> [Input material]
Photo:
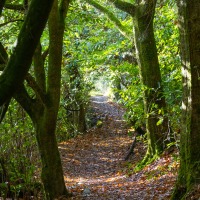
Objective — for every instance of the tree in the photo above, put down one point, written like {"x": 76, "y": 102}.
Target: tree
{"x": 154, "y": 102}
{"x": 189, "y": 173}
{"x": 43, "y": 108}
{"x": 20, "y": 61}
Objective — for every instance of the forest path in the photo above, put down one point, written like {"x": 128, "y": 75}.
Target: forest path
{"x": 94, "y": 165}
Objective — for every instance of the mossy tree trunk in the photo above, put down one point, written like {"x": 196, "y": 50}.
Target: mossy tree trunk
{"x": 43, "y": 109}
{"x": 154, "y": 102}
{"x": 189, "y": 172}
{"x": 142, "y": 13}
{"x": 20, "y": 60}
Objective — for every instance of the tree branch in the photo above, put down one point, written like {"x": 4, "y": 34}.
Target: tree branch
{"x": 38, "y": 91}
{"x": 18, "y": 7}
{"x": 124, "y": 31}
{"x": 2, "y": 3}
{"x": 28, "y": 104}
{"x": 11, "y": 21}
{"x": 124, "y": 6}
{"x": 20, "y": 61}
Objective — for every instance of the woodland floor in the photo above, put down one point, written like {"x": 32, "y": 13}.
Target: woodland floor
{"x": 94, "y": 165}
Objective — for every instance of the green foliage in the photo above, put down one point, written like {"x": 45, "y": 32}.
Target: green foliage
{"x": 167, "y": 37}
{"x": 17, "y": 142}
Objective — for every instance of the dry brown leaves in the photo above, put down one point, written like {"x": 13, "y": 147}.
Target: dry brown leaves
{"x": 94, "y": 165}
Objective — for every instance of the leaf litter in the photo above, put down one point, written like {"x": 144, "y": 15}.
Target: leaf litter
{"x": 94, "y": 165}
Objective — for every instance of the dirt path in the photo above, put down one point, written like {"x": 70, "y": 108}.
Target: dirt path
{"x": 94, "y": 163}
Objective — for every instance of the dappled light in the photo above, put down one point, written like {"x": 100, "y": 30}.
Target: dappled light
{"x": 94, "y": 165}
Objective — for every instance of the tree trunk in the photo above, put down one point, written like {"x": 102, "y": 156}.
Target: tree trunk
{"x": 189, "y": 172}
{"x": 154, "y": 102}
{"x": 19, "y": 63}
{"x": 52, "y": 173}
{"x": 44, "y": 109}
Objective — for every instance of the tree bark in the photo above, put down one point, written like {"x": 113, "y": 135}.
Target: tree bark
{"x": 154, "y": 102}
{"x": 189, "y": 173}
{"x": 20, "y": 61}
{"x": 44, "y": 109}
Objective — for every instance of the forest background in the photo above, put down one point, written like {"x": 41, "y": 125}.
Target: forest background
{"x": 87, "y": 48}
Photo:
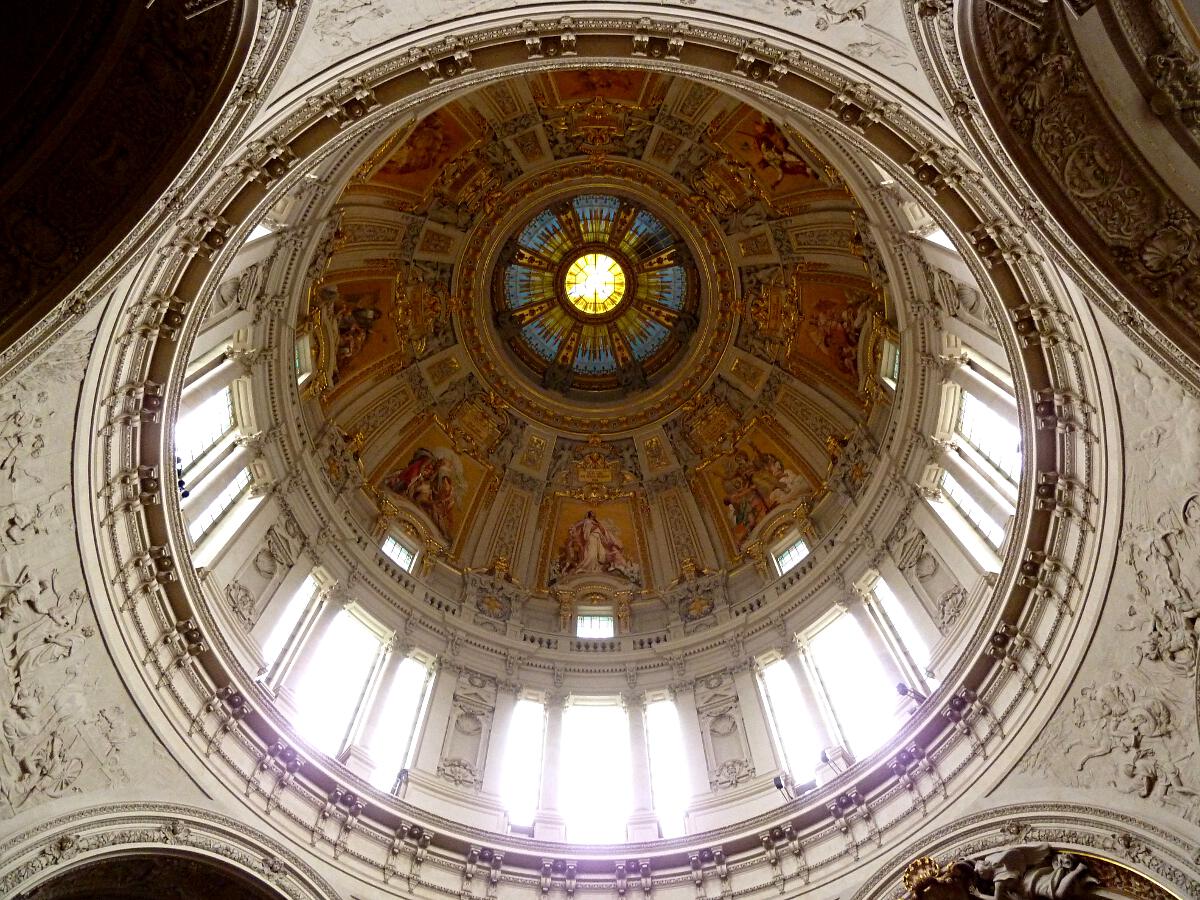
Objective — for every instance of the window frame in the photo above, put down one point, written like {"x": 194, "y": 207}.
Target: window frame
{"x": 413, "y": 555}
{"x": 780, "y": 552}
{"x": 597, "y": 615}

---

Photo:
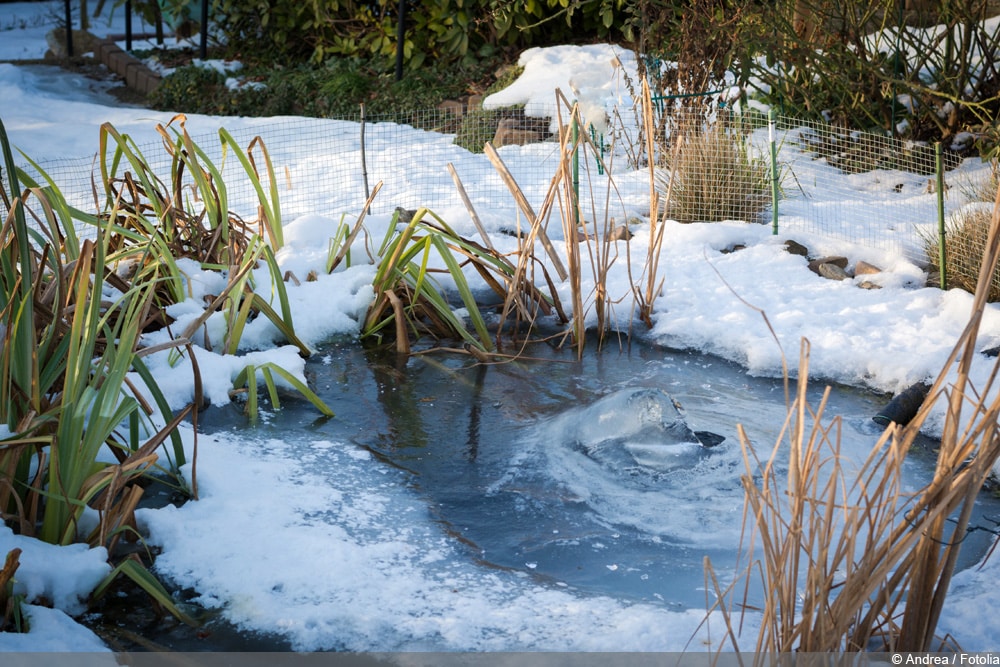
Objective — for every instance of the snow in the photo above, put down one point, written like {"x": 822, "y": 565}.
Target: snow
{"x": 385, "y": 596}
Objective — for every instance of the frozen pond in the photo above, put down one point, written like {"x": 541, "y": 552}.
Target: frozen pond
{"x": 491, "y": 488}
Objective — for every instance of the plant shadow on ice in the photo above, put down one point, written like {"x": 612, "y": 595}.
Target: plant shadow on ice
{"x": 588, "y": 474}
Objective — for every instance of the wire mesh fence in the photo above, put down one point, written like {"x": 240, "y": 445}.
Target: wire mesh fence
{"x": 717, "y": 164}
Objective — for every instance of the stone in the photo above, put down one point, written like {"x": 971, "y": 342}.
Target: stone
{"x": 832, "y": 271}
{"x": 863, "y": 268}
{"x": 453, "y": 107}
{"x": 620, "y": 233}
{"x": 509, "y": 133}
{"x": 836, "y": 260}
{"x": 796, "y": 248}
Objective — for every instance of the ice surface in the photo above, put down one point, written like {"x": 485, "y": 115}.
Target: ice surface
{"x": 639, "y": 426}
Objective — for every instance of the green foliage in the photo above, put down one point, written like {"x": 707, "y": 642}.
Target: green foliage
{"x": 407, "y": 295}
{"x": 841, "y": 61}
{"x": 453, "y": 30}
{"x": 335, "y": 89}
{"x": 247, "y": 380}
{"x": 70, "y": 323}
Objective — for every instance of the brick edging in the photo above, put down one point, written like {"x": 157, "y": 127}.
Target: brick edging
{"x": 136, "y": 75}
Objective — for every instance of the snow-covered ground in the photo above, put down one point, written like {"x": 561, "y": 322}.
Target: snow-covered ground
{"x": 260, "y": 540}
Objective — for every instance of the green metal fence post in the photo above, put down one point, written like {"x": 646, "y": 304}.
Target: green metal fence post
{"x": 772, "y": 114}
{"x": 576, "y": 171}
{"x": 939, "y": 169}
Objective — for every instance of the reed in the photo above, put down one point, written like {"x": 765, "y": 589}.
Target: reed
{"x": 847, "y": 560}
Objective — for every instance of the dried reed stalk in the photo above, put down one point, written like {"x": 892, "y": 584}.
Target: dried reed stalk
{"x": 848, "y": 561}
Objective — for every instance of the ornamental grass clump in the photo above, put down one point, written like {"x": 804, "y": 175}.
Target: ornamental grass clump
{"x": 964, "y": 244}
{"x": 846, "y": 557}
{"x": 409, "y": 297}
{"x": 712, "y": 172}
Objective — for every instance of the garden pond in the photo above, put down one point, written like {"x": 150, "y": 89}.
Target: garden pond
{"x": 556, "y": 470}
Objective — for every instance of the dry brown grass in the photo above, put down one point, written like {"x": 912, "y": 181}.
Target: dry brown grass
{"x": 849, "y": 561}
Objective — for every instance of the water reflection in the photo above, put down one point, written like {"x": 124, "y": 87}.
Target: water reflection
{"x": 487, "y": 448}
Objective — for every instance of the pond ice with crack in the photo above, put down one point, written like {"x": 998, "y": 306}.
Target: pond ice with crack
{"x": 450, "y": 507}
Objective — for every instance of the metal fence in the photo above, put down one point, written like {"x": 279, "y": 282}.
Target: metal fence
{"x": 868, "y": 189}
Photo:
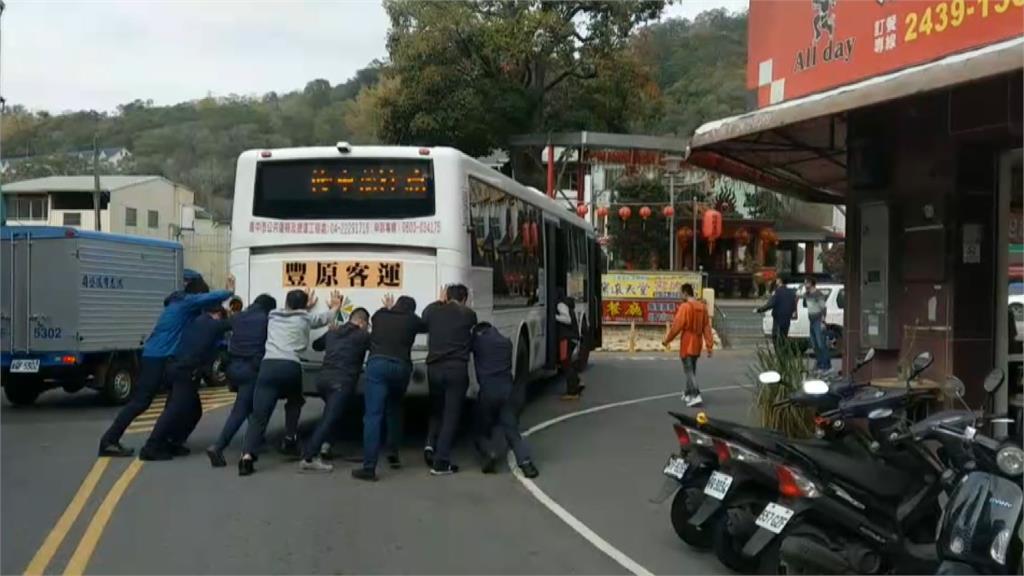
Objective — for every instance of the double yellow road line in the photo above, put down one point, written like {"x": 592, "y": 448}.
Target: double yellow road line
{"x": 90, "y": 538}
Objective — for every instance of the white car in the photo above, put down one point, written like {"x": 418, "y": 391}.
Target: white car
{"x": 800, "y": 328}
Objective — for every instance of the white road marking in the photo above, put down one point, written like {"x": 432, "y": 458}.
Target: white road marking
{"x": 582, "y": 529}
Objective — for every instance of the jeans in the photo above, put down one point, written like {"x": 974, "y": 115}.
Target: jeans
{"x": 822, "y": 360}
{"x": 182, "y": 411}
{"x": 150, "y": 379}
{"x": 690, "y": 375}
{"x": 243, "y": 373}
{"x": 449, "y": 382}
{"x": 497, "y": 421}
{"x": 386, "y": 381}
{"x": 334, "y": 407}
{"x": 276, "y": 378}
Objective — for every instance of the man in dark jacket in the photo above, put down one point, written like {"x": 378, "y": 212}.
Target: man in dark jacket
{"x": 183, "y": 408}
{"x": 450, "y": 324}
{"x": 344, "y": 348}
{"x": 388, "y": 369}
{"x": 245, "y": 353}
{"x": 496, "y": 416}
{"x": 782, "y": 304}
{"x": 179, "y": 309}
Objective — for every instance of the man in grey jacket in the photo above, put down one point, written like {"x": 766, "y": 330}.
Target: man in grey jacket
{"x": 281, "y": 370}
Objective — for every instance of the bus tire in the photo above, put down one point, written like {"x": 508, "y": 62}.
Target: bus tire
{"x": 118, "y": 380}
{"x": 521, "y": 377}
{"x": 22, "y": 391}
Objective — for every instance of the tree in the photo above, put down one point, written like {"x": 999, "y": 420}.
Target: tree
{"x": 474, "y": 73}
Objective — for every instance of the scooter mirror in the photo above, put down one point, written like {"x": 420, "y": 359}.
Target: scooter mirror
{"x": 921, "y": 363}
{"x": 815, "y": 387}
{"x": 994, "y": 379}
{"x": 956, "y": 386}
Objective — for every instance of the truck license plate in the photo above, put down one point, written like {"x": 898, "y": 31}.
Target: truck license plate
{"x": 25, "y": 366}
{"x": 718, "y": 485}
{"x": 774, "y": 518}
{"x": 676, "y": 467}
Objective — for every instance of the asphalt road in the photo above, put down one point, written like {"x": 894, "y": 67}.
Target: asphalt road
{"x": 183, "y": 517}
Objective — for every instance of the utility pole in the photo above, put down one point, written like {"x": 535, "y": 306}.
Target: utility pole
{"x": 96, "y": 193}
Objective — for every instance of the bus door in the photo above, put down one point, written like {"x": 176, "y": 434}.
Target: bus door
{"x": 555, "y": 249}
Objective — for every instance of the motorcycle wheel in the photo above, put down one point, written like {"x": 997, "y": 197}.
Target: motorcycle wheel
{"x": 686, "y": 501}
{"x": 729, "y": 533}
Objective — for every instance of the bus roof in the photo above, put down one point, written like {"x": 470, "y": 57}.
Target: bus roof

* * *

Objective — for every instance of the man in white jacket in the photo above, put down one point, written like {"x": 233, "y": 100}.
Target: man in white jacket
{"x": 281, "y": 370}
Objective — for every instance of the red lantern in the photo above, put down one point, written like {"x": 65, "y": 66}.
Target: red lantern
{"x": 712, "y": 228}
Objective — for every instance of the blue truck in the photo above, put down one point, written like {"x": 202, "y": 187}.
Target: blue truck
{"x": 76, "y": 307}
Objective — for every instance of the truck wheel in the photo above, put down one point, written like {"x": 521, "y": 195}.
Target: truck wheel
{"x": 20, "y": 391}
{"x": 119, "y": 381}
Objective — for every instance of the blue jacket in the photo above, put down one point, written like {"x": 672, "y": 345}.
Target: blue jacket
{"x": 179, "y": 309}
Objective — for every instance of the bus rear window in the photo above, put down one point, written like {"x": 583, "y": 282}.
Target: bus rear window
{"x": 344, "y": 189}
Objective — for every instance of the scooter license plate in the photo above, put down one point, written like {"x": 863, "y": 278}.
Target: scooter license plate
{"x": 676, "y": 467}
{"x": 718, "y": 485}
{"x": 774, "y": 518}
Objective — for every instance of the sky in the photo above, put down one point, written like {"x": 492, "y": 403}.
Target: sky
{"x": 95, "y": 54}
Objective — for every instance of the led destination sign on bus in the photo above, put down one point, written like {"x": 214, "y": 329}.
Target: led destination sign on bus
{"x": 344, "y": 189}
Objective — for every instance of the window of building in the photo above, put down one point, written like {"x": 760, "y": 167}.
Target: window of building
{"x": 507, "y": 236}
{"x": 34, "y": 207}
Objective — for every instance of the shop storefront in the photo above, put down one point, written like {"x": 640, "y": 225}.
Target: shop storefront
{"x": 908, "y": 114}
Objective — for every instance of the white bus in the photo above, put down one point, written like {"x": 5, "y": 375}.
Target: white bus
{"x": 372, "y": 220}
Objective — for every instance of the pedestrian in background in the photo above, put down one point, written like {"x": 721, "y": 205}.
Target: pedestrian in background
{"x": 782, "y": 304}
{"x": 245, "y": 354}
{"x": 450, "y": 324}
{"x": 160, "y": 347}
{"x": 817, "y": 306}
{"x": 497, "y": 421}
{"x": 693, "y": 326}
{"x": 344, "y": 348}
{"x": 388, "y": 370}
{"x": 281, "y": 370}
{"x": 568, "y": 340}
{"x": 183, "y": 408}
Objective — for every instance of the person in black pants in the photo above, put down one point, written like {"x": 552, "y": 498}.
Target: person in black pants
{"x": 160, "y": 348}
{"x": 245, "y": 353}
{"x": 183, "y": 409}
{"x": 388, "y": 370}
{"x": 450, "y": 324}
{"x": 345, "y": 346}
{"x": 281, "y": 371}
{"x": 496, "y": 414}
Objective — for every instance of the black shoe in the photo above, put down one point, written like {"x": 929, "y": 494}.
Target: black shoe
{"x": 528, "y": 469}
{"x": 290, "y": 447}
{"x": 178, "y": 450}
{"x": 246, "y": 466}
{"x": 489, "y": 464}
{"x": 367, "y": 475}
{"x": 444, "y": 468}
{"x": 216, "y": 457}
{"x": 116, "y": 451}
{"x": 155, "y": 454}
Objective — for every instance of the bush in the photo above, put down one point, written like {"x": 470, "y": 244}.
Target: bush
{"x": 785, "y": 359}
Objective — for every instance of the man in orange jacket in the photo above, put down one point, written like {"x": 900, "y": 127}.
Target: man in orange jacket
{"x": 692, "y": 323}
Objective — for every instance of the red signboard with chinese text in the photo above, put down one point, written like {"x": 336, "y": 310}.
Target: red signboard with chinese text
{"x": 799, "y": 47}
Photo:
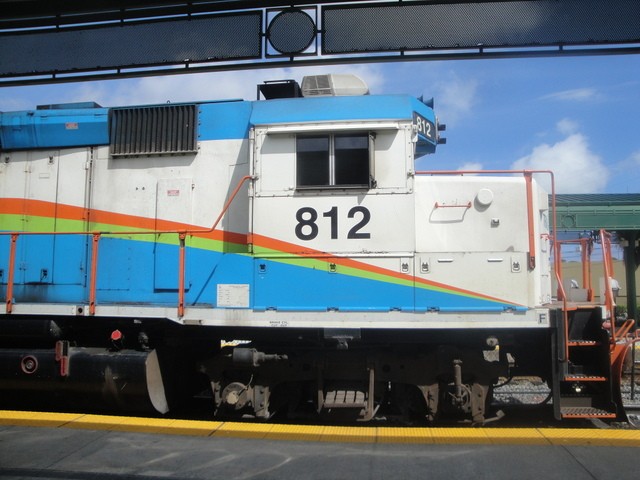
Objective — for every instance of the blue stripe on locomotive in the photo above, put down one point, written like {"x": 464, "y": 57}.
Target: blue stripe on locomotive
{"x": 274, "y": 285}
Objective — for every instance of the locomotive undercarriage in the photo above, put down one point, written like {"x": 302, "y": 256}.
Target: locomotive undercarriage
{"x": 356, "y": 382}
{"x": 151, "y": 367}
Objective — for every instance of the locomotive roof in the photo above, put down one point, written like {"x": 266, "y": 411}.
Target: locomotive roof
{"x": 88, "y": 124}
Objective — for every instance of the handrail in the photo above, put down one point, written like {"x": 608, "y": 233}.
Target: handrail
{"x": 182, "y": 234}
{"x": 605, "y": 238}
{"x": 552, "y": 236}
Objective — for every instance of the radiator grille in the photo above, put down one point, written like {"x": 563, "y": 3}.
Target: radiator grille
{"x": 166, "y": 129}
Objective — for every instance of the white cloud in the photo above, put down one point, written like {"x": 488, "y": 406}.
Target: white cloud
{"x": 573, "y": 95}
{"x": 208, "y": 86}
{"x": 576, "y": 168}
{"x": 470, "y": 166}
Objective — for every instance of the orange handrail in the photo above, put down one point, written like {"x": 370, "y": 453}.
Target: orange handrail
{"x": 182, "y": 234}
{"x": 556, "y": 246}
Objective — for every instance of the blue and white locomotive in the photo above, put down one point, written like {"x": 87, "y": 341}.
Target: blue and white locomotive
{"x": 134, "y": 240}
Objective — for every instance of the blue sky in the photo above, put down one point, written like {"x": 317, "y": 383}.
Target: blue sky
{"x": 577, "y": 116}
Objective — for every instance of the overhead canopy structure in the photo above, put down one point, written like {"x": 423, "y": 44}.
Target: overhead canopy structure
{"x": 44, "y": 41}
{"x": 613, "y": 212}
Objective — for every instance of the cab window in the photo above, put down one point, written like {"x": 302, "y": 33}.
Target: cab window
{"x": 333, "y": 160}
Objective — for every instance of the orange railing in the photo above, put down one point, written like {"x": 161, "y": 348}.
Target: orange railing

> [What is required]
Extract from the records above every line that contains the word "metal", and list each such line in full.

> [Exercise response]
Objective — for every instance of the green metal fence post in the photo above, put down one point, written like {"x": 646, "y": 304}.
Target: green metal fence post
Objective — for every instance of the metal fence in the photo above, put down one point, written like {"x": 279, "y": 282}.
Target: metal fence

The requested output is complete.